Task instructions
Transcribe every one of the lines below word for word, leaving the pictures out of your answer.

Raw records:
==========
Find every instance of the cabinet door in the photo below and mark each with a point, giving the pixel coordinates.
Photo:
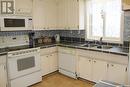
(73, 14)
(3, 76)
(45, 64)
(85, 68)
(39, 14)
(53, 62)
(117, 73)
(23, 7)
(99, 70)
(52, 14)
(62, 14)
(126, 4)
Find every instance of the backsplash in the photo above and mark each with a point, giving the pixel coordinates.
(126, 36)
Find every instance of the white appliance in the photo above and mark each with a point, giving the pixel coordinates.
(11, 23)
(67, 62)
(129, 69)
(24, 67)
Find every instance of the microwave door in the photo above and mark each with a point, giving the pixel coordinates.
(14, 23)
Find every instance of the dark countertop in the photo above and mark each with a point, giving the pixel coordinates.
(114, 50)
(105, 83)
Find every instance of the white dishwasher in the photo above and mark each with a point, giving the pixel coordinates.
(67, 61)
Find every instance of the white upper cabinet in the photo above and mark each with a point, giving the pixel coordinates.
(85, 68)
(3, 72)
(23, 7)
(126, 4)
(99, 70)
(71, 14)
(45, 14)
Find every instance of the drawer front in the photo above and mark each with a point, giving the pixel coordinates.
(67, 50)
(48, 50)
(3, 59)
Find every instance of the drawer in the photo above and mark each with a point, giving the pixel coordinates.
(115, 58)
(3, 59)
(67, 50)
(48, 50)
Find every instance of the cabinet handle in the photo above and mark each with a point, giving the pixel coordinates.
(107, 65)
(112, 65)
(94, 61)
(126, 69)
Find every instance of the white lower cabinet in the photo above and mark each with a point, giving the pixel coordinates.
(85, 68)
(96, 69)
(3, 72)
(53, 62)
(45, 65)
(49, 60)
(67, 61)
(49, 63)
(117, 73)
(99, 70)
(93, 70)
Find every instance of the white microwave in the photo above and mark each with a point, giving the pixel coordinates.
(15, 23)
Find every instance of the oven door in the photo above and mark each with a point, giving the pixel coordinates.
(23, 65)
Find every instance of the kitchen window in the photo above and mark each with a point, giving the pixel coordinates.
(104, 19)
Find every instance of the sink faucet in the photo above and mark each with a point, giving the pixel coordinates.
(100, 41)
==========
Correct response
Find every instance of the cabinet door in the photo below and mark each with a point, giving the pixel coordinates.
Photo:
(73, 14)
(3, 76)
(45, 64)
(85, 68)
(39, 14)
(53, 62)
(117, 73)
(23, 7)
(99, 70)
(52, 14)
(62, 14)
(126, 4)
Find every instance of the backsplash in the photo above and mark each with a point, giving the pixel coordinates.
(126, 36)
Find every instance of the white appliance in the photo above and mark each with a point, giving the pixel coordinates.
(11, 23)
(67, 62)
(129, 69)
(24, 67)
Find every instance of the microwave door in the photo above and mark each with a point, giving the pixel coordinates.
(14, 23)
Find every instance of the dark countertop in the photo above and mark each with a point, giving the pixel coordinates.
(114, 50)
(105, 83)
Find every instance of the white dishwasher in the photo above and mark each with a point, giving the pixel coordinates.
(67, 61)
Find every instance of the white upper cabinet in the photo above and mark each with a point, giving the pixel coordinates.
(85, 68)
(3, 72)
(23, 7)
(126, 4)
(99, 70)
(71, 14)
(45, 14)
Find every instance of the drawer front in the photo above and mark each with a point, giving the pixel coordinates.
(67, 50)
(48, 50)
(3, 59)
Find every instance of the drawer in the photo above and mark each with a point, giving the pixel coordinates.
(115, 58)
(3, 59)
(67, 50)
(48, 50)
Find every instance of the cabinet handle in the photo above and mark each with a point, giving the pixel coordinates.
(107, 65)
(112, 65)
(94, 61)
(126, 69)
Find every instance of the white lower cabinet in the photo above and mark each with a point, giving the pixel coordinates.
(85, 68)
(96, 69)
(3, 72)
(53, 62)
(45, 65)
(49, 60)
(67, 61)
(49, 63)
(117, 73)
(99, 70)
(93, 70)
Find every instance of the white microwave in the photo above and mark each with a point, giving the pixel coordinates.
(15, 23)
Find every instance of the oven door in the photo above and mark each with a point, giving the pixel coordinates.
(23, 65)
Find every instance of the kitchen window in the photo above and mark each with a point, giving the pixel coordinates.
(104, 19)
Find every instance of the sink faucet in the photo above and mark each with a point, giving the pixel coordinates.
(100, 41)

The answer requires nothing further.